Corrosion is a process in which metal deteriorates through a chemical reaction with the environment. Some preservatives used for treating wood can promote the corrosion process by providing more favorable conditions for conversion of metal into the products of corrosion. Corrosion can be minimized by using one of the following methods:

1. Corrosion-resistant alloys
   Alloys such as stainless steel or silicon bronze are very effective against most types of corrosion. The main barrier for these products in the residential market is their high cost. In addition, stainless steel has increased hardness characteristics making the manufacture of these products more complicated.
2. Impermeable covering
   Covering steel with an impermeable coating (i.e., painting) can inhibit corrosion by providing a mechanical barrier between steel and corrosive agents such as oxygen, water, and other substances. However, this method is vulnerable to imperfections in the coating such as scratches where corrosion can initiate and spread to adjacent surfaces. This method is not recommended for long-term outdoor exposure of structural connections.
3. Galvanic coating
   Galvanic coatings such as zinc are the most common method for protecting connections against corrosion in residential construction. A galvanic coating serves a double function. In addition to working as a mechanical barrier similar to paint, zinc provides a chemical defensive mechanism. It works as a sacrificial material that takes steel's place in the corrosion reaction. Another type of coating often used with roofing products is referred to as Aluzink 185, an alloy of aluminum and zinc. Aluzink 185 can be several times more effective that zinc, but it is slightly more expensive.

The in-place corrosion rates of connectors in wood depend on many factors including:

• Salt water or air containing salt water
• Pollutants
• Wood preservatives
• Moisture content of wood
• Presence of liquid water (e.g., rain, dew, capillary water)
• Presence of other metals
• Artificial and natural fertilizers
• Temperature
• Relative humidity
• Cleaning products and other chemicals
• Retention levels of chemicals used for wood treatment
• Fire retardants
• Ground contact
• Wood species
• Chemical makeup of each preservative or fire retardant
• Atmosphere: rural, industrial, marine

Testing for corrosiveness

Accelerated aging tests can be used for estimating the relative degree of corrosiveness of wood preservatives. Steel coupons in contact with wood specimens are placed in an environmental chamber with elevated humidity and temperature. Other factors such as salt water can be included to promote corrosion. After testing, coupons are cleaned and weighted to calculate the corrosion rates. Visual observations are also conducted. This test method allows for relative comparison of corrosion rates of steel tested in contact with treated and untreated (control) wood. Based on the existing experience with preservatives such as CCA that have been successfully used for over 30 years, the long-term performance of other products can be inferred. However, test results cannot be directly correlated to product service life.

__PROVIDED INFORMATION__.
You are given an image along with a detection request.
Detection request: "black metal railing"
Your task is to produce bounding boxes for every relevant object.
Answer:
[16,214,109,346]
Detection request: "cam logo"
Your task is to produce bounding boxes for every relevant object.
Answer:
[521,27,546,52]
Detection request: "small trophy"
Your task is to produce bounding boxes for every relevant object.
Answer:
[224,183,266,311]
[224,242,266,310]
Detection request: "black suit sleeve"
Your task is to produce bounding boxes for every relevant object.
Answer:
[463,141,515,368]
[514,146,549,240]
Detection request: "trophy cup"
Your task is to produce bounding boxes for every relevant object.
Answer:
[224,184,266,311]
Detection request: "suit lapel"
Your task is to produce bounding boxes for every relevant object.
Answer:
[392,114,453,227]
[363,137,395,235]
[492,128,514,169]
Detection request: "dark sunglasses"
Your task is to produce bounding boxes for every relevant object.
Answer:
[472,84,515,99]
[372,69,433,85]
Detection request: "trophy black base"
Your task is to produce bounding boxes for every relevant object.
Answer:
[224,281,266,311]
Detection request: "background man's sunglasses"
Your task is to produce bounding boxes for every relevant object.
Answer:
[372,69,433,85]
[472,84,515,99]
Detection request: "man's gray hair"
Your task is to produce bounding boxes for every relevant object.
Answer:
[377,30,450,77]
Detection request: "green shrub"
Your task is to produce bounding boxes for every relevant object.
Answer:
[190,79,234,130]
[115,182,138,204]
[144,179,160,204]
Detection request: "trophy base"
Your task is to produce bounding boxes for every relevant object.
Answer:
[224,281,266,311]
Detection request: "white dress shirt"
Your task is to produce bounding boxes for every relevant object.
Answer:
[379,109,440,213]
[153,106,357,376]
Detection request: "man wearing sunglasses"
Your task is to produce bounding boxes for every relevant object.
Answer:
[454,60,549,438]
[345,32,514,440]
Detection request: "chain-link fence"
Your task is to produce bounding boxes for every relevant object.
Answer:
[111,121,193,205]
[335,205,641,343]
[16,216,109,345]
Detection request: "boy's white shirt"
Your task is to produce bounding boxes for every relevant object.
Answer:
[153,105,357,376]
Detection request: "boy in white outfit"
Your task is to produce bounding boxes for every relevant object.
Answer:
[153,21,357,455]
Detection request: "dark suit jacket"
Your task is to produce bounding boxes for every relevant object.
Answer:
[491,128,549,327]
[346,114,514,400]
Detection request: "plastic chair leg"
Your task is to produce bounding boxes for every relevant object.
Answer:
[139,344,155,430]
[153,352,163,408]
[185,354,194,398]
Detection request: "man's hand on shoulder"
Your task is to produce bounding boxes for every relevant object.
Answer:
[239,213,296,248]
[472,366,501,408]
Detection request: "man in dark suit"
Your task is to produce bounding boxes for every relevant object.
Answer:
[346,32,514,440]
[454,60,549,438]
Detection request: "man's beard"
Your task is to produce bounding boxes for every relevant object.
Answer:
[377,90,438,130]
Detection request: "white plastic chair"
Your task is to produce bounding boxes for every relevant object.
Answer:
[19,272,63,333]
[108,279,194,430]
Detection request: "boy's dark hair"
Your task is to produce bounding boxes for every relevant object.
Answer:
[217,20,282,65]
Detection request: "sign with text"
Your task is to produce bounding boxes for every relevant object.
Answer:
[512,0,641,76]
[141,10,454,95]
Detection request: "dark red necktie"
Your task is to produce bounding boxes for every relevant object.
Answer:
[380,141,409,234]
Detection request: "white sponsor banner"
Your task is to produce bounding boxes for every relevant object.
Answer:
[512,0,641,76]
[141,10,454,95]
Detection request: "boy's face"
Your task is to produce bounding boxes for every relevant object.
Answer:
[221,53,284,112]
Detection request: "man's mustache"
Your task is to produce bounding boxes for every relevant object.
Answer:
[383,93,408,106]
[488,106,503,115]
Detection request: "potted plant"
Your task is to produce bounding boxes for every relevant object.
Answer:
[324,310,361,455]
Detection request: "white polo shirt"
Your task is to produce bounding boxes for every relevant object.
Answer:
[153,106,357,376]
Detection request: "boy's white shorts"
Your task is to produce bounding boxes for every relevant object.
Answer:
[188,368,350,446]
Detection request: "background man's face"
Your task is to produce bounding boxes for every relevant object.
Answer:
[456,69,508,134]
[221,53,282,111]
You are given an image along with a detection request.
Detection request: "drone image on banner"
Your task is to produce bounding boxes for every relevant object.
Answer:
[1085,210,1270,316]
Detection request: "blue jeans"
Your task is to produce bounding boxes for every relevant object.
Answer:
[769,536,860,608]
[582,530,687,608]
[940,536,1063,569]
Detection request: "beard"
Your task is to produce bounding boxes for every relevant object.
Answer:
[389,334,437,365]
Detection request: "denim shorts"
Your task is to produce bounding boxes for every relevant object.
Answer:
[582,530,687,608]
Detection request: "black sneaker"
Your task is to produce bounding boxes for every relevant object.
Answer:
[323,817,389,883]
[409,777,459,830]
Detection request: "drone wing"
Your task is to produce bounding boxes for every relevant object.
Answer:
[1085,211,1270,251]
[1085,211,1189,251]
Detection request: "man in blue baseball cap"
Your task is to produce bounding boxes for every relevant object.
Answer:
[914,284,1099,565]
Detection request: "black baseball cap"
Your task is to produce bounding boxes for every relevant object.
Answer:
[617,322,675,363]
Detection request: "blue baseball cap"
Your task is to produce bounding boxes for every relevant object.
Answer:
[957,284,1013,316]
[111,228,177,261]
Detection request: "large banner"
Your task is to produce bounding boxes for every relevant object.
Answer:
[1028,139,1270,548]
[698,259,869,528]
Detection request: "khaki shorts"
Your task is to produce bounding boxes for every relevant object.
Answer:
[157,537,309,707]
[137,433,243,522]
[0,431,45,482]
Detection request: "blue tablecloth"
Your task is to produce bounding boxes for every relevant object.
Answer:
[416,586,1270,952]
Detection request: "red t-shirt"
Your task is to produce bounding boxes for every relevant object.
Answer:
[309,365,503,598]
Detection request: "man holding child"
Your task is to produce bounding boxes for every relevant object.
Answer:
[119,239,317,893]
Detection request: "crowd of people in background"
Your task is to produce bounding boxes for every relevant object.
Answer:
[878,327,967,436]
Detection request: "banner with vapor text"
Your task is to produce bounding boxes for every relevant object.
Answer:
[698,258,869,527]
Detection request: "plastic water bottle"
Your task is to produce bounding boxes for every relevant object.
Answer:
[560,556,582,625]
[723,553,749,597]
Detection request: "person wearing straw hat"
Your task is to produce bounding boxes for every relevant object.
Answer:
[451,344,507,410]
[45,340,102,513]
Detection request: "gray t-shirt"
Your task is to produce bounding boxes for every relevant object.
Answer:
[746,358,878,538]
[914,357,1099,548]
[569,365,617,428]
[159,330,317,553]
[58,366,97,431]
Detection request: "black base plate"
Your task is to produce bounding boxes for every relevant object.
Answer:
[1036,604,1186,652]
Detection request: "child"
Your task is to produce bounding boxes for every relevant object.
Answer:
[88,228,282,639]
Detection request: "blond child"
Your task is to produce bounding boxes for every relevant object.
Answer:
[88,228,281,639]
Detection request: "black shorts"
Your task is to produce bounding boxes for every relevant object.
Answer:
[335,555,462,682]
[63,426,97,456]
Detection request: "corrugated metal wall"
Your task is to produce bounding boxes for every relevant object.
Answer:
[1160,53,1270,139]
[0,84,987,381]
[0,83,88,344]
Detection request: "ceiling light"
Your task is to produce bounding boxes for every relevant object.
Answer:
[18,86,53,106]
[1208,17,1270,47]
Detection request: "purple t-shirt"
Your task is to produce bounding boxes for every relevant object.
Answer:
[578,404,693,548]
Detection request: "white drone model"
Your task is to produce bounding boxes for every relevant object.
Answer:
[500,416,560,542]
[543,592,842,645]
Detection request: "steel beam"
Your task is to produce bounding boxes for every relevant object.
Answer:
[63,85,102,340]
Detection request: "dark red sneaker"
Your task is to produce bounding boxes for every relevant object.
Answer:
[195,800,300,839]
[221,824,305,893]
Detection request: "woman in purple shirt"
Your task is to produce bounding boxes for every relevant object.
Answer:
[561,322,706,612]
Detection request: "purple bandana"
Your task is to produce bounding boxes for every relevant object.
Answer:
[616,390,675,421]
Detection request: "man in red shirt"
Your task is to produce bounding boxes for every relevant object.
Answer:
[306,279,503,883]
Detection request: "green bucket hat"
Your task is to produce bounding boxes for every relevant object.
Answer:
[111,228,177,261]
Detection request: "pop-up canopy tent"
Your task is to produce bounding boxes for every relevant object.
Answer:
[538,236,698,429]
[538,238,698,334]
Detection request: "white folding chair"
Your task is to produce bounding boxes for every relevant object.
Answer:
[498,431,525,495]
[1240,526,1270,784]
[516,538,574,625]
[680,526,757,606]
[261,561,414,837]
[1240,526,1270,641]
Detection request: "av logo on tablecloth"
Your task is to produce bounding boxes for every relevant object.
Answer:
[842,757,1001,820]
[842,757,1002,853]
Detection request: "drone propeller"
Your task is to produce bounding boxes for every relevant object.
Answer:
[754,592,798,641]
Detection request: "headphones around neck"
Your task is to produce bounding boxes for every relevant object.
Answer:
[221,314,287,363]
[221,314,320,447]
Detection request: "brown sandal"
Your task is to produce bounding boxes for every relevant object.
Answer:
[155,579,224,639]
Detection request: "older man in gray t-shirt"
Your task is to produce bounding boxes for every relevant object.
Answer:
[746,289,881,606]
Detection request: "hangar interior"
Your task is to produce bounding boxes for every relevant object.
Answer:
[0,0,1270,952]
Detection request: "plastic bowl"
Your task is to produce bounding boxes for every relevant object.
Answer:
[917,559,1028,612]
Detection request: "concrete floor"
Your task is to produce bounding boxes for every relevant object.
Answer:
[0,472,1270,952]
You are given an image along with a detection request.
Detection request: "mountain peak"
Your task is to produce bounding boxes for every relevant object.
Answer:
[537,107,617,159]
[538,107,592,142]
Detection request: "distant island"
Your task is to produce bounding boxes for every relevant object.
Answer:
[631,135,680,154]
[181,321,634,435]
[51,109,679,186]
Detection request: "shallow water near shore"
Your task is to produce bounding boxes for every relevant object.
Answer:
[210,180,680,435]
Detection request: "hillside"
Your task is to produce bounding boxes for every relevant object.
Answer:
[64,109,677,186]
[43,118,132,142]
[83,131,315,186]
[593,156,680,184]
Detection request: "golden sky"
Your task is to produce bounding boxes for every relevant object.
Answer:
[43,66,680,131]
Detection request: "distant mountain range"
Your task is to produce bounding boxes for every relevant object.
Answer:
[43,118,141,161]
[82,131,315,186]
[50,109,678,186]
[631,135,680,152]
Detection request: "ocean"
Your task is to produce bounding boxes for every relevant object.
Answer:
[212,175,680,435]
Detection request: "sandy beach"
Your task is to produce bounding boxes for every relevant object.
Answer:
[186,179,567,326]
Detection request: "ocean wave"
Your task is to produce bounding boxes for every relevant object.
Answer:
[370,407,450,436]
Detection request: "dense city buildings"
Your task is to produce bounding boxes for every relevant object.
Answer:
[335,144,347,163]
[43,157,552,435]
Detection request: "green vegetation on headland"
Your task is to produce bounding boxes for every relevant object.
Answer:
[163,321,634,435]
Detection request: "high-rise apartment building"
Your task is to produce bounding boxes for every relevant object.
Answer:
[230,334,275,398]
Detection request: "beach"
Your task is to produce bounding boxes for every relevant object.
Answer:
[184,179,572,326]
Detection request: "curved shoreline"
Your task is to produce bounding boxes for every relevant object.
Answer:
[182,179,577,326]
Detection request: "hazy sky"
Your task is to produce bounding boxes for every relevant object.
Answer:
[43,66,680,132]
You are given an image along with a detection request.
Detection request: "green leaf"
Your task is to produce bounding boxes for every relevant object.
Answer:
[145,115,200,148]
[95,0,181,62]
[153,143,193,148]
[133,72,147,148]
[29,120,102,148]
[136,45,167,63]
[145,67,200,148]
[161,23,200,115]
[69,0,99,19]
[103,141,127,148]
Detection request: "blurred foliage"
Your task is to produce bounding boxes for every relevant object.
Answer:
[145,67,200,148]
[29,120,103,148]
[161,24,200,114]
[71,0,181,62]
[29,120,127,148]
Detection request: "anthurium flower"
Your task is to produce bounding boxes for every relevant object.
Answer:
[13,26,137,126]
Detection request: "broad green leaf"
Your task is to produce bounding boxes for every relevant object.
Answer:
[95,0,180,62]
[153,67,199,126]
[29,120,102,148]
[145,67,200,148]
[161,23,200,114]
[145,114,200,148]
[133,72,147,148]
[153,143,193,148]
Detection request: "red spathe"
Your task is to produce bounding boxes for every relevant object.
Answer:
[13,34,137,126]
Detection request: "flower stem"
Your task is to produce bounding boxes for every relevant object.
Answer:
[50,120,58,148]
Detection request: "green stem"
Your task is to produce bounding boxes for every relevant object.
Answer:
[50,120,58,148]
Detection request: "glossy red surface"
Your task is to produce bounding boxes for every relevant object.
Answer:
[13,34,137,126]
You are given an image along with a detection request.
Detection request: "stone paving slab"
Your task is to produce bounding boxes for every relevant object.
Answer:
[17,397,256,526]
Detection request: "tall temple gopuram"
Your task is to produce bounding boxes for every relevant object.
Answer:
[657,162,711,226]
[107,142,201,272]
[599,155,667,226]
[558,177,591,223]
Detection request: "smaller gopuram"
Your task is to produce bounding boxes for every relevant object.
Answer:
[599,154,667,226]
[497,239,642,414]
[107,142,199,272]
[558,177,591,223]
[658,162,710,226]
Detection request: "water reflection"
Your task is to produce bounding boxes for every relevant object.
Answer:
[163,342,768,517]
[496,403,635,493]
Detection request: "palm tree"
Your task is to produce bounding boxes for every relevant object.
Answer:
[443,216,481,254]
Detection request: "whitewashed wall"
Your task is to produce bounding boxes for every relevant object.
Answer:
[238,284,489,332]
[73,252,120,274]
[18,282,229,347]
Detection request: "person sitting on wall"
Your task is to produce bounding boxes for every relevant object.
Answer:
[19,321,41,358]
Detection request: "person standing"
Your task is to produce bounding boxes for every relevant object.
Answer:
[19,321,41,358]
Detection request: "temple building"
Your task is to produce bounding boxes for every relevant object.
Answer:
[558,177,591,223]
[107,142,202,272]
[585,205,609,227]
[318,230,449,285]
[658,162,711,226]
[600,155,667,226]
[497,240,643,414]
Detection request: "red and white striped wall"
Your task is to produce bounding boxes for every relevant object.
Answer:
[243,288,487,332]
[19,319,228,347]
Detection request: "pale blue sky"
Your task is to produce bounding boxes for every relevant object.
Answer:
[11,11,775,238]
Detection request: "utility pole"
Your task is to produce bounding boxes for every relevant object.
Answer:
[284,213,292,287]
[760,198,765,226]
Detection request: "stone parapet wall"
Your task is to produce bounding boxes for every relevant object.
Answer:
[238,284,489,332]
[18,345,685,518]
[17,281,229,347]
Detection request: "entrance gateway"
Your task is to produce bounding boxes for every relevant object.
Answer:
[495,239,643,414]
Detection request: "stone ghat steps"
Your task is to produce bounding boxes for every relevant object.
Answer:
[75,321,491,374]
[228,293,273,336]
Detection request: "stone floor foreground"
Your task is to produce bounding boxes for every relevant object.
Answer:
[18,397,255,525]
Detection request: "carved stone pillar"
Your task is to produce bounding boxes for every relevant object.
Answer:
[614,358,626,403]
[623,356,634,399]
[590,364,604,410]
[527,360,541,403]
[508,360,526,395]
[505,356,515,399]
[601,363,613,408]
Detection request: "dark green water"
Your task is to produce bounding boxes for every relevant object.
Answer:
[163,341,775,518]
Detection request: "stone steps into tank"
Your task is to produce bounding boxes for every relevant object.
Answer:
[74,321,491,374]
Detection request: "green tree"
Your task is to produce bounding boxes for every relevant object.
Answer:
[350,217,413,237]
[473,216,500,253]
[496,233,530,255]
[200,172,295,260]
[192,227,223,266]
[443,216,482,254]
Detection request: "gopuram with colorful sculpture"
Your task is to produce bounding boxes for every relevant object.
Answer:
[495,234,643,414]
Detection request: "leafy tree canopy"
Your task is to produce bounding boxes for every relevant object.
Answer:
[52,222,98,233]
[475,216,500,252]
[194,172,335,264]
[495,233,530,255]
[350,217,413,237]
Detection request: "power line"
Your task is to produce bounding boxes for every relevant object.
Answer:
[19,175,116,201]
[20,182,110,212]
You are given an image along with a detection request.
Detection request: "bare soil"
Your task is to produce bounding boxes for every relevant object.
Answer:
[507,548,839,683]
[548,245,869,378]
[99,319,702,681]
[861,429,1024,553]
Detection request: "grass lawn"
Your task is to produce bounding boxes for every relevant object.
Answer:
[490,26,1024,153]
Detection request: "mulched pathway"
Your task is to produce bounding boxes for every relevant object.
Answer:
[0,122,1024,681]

__REQUESTS__.
• A. List the methods for minimizing corrosion named in the passage on corrosion.
• B. Extract the span of the passage on corrosion between "1. Corrosion-resistant alloys" and "of structural connections.", inclusive.

__SOLUTIONS BY TASK__.
• A.
1. Corrosion-resistant alloys
2. Impermeable covering
3. Galvanic coating

• B.
1. Corrosion-resistant alloys
   Alloys such as stainless steel or silicon bronze are very effective against most types of corrosion. The main barrier for these products in the residential market is their high cost. In addition, stainless steel has increased hardness characteristics making the manufacture of these products more complicated.
2. Impermeable covering
   Covering steel with an impermeable coating (i.e., painting) can inhibit corrosion by providing a mechanical barrier between steel and corrosive agents such as oxygen, water, and other substances. However, this method is vulnerable to imperfections in the coating such as scratches where corrosion can initiate and spread to adjacent surfaces. This method is not recommended for long-term outdoor exposure of structural connections.